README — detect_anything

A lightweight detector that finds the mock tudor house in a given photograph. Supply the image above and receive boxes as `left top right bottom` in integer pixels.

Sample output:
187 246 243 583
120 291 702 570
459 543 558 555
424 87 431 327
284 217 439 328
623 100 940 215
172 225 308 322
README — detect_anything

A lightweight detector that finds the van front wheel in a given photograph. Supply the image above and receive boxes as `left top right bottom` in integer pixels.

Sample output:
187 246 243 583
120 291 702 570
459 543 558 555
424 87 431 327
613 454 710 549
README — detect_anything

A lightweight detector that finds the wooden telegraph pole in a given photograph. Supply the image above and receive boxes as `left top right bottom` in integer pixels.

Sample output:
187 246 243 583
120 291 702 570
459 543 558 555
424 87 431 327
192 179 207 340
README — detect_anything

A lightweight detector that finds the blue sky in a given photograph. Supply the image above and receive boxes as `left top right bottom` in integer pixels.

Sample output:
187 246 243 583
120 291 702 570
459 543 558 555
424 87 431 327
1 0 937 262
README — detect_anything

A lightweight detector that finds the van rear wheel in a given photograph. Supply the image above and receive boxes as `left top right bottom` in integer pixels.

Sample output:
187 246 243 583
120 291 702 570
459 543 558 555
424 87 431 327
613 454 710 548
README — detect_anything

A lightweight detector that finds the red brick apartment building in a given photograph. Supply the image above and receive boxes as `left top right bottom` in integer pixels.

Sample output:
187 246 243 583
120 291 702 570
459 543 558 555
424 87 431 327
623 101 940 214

========================================================================

__THE TASK__
Apply a filter for "wheel" to the entries and show each line that passes.

__EXERCISE RESULT__
A lightweight detector that finds the van front wheel in a given photograph. Supply the image above and receive boxes as `left top right bottom` in integer pixels.
A lightweight detector that finds the van rear wheel in a given photograph. Supply the image above and receive boxes as `left top right bottom` in integer pixels.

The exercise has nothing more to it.